↓

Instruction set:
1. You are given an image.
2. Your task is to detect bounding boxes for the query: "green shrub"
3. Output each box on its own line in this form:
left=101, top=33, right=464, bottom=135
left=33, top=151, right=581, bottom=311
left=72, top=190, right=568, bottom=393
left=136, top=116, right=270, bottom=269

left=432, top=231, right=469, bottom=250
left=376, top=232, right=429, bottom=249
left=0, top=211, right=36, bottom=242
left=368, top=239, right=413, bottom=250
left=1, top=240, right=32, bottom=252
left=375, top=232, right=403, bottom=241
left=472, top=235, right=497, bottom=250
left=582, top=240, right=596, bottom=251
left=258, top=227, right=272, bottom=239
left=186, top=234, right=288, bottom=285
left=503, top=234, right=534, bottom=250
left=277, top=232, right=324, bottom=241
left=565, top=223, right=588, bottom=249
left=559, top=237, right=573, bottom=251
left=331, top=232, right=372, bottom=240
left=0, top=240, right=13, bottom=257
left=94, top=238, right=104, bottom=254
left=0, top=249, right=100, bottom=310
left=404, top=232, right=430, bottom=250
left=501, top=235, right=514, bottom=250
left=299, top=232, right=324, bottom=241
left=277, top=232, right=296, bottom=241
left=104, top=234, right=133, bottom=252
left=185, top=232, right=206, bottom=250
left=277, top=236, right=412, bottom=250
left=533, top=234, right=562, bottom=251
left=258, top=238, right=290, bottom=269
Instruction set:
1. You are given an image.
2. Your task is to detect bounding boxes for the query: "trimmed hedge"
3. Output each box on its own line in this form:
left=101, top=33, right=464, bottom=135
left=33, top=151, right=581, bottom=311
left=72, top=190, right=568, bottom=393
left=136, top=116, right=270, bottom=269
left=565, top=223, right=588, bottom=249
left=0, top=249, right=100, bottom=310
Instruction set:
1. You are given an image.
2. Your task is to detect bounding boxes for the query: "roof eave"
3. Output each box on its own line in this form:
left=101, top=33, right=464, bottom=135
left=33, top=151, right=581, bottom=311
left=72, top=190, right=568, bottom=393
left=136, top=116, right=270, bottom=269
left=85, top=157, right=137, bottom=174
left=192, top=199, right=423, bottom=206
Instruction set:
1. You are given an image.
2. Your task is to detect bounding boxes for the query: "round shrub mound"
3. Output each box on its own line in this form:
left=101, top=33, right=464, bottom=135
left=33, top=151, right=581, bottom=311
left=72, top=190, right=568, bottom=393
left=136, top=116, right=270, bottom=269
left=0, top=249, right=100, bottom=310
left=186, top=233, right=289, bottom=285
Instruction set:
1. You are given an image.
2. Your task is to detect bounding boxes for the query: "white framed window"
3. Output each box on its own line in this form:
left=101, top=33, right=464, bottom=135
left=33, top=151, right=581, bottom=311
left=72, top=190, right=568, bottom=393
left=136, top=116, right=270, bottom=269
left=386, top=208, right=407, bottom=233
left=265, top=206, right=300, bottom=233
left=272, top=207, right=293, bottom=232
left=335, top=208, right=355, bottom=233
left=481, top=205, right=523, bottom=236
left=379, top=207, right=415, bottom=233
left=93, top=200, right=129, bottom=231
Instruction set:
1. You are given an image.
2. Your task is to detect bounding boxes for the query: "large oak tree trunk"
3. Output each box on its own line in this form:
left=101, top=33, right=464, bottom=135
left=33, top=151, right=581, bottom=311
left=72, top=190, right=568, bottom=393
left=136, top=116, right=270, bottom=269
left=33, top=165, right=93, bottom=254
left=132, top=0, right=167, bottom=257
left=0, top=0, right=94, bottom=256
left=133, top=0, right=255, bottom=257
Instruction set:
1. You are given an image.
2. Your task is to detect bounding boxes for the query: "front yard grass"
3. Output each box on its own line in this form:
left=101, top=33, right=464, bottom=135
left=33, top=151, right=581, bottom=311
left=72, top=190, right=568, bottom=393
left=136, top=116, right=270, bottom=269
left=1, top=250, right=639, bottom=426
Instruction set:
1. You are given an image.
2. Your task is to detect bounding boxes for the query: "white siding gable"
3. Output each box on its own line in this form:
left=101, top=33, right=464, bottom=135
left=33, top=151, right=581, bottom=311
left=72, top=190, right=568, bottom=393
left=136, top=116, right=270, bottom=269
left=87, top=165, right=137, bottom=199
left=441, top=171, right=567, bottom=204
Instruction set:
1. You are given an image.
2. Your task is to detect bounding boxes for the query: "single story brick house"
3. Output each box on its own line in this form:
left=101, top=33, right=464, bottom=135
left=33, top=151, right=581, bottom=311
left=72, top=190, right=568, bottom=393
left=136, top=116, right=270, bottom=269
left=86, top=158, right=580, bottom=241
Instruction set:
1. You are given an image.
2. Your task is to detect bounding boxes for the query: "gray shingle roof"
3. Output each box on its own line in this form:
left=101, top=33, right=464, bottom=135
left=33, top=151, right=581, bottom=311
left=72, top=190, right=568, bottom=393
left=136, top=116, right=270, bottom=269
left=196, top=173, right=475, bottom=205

↑

#### Instructions to follow
An exact copy of all the entries above is what is needed.

#### Response box
Instruction set:
1. You are given an image.
2. Your task is to detect bounding boxes for the query: "green shrub"
3. Output each box on its own line in this form:
left=101, top=33, right=464, bottom=135
left=33, top=151, right=581, bottom=311
left=72, top=190, right=568, bottom=393
left=136, top=116, right=270, bottom=269

left=432, top=231, right=469, bottom=250
left=376, top=232, right=429, bottom=249
left=0, top=211, right=36, bottom=242
left=368, top=239, right=413, bottom=250
left=1, top=240, right=32, bottom=252
left=375, top=232, right=403, bottom=241
left=472, top=235, right=497, bottom=250
left=582, top=240, right=596, bottom=251
left=258, top=227, right=272, bottom=239
left=186, top=234, right=288, bottom=285
left=503, top=234, right=534, bottom=250
left=277, top=232, right=324, bottom=241
left=565, top=223, right=588, bottom=249
left=559, top=237, right=573, bottom=251
left=331, top=232, right=372, bottom=240
left=0, top=240, right=13, bottom=257
left=94, top=238, right=104, bottom=254
left=0, top=249, right=100, bottom=310
left=404, top=232, right=430, bottom=250
left=501, top=235, right=514, bottom=250
left=299, top=232, right=324, bottom=241
left=277, top=232, right=296, bottom=241
left=104, top=234, right=133, bottom=252
left=185, top=232, right=206, bottom=250
left=277, top=236, right=412, bottom=250
left=533, top=234, right=562, bottom=251
left=258, top=238, right=290, bottom=269
Instruction set:
1. You are given an image.
2. Your task is to detect bounding boxes for the query: "trimmed hedge"
3. Output each box on its own line in this form:
left=101, top=33, right=464, bottom=135
left=33, top=151, right=581, bottom=311
left=72, top=190, right=568, bottom=393
left=136, top=116, right=270, bottom=269
left=565, top=223, right=588, bottom=249
left=0, top=249, right=100, bottom=310
Instruction set:
1. You are given an image.
2. Your task is to detect bounding boxes for the query: "roof eave"
3. Output each box on its own line in this form:
left=101, top=33, right=464, bottom=135
left=33, top=151, right=581, bottom=311
left=72, top=190, right=568, bottom=393
left=136, top=116, right=270, bottom=269
left=85, top=157, right=137, bottom=174
left=192, top=199, right=423, bottom=206
Instruction set:
1. You are given an image.
2. Your task is to detect bounding boxes for the query: "round shrub mound"
3. Output each box on its own line in this form:
left=101, top=33, right=464, bottom=135
left=33, top=151, right=581, bottom=311
left=72, top=190, right=568, bottom=393
left=136, top=116, right=270, bottom=269
left=0, top=249, right=100, bottom=310
left=186, top=233, right=289, bottom=285
Instruction set:
1. You are given an image.
2. Your task is to detect bounding boxes for the query: "white framed window"
3. Output each box on its own line in this form:
left=101, top=33, right=464, bottom=135
left=33, top=151, right=581, bottom=311
left=72, top=190, right=568, bottom=393
left=136, top=116, right=270, bottom=269
left=386, top=208, right=407, bottom=233
left=265, top=206, right=300, bottom=233
left=272, top=207, right=293, bottom=232
left=335, top=208, right=355, bottom=233
left=481, top=205, right=523, bottom=236
left=379, top=207, right=415, bottom=233
left=93, top=200, right=129, bottom=231
Instruction set:
1. You are given an image.
2. Your task is to detect bounding boxes for the query: "large oak tree trunk"
3. Output each box on its own line in this form:
left=101, top=33, right=464, bottom=135
left=33, top=151, right=581, bottom=311
left=72, top=190, right=568, bottom=393
left=136, top=116, right=270, bottom=269
left=33, top=165, right=93, bottom=254
left=132, top=0, right=167, bottom=257
left=0, top=0, right=94, bottom=256
left=133, top=0, right=255, bottom=257
Instruction set:
1. You are given an image.
2. Your task is to detect bounding boxes for the query: "front yard grass"
3. Output each box on its own line in this form:
left=101, top=33, right=464, bottom=135
left=33, top=151, right=581, bottom=311
left=72, top=190, right=568, bottom=393
left=136, top=116, right=270, bottom=269
left=1, top=250, right=639, bottom=426
Instruction set:
1. You are given an image.
2. Your task is to detect bounding boxes for the query: "white siding gable"
3. Output each box on its own line in this form:
left=101, top=33, right=464, bottom=135
left=33, top=151, right=581, bottom=311
left=72, top=190, right=568, bottom=393
left=136, top=116, right=270, bottom=269
left=87, top=165, right=137, bottom=199
left=441, top=171, right=567, bottom=204
Instruction set:
1. You are given an image.
2. Your task is to detect bounding boxes for the query: "single story brick house"
3. Output each box on its own line in this form:
left=101, top=33, right=464, bottom=135
left=33, top=151, right=581, bottom=311
left=72, top=190, right=568, bottom=393
left=136, top=116, right=270, bottom=269
left=86, top=158, right=580, bottom=241
Instruction set:
1. You are given an image.
2. Your task is to detect bounding boxes for the query: "gray shingle roof"
3. Output each box on its own line in this form:
left=101, top=33, right=464, bottom=135
left=33, top=151, right=581, bottom=311
left=72, top=190, right=568, bottom=393
left=136, top=116, right=270, bottom=269
left=196, top=173, right=475, bottom=205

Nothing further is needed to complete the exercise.